> Excerpt provided:
David Pastrnak Suspension Latest Instance of Zero-Tolerance Approach Taken Toward Hits to Head

When it comes to predatory and dangerous plays in the NHL, Boston Bruins forward David Pastrnak is so close to the bottom of the watch list he might not even crack it.

But you wouldn’t be able to tell that based upon how the league ruled on the player for his high hit on Dan Girardi in the Bruins 5-2 loss to the Rangers on Wednesday night.

Pastrnak was suspended by the league two games for the hit, in which came streaking across the neutral zone on a 50-50 loose puck situation in the open ice, laying the hit on the Rangers defenseman in which he came up high, making contact with the head of Girardi. One of Pastrnak’s skates left the ice as he made contact.

That Girardi returned to the game after he was slow getting up and had to leave the game didn’t matter. That Pastrnak was a skill guy with no prior history – not even a parking ticket – on his record, didn’t matter.

What mattered was the hit was avoidable in the eyes of the league, and there was contact made to the head. The NHL will not stand for such incidents. The line has been drawn, multiple times. Pastrnak is the latest to learn the hard way.

The approach to head injuries are one of the major issues on the sports landscape (did you hear?). The best approach, of course, to head injuries is to prevent them. Real easy stuff until to realize the nature of sports like hockey, football, and soccer – just to name three sports – much of the play is conducive to head injuries and concussions.

So you have to change the culture. The league is doing that. USA Hockey is doing that. The NCAA and CHL are doing that. It’s a sport-wide effort, from the grassroots to the top of the sport.

The staggering spike in concussions reached a head about five years ago, a problem highlighted by Sidney Crosby having nearly three years of what will be a Hall of Fame career derailed by a concussion. In the summer of 2011, former NHLers Derek Boogaard, Wade Belak, and Rick Rypien died – Boogaard a drug overdose, the latter two suicide – concussions believed to be the root cause of the premature deaths of the three.

> Set problem 1: According to the article on the Pastrnak suspension, for how many games did the league suspend Pastrnak?
> Set problem 2: In the rows, retype everything from the line containing "of the saxophone" down to the line containing "[[125, 74]]", including both of those lines.
The rows below have no connection to the article.

(Labeled-object pointing entries)
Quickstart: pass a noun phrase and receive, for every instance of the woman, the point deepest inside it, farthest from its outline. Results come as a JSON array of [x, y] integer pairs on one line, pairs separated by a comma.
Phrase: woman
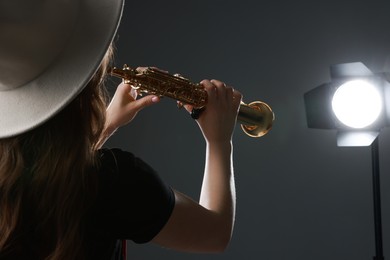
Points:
[[61, 197]]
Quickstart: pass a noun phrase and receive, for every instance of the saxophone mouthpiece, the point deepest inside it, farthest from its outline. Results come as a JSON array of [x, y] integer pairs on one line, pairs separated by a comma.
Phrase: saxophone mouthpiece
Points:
[[125, 74]]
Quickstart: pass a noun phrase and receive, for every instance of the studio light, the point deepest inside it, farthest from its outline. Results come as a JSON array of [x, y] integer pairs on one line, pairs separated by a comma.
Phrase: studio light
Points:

> Written solution 1: Two games.

> Written solution 2:
Quickstart: pass a noun phrase and receive, for every instance of the saxophone mouthpiece, the point deepest inside it, farthest from its outline. Results come as a JSON array of [x, y] integer pairs on one line, pairs separated by a comma.
Phrase: saxophone mouthpiece
Points:
[[125, 74]]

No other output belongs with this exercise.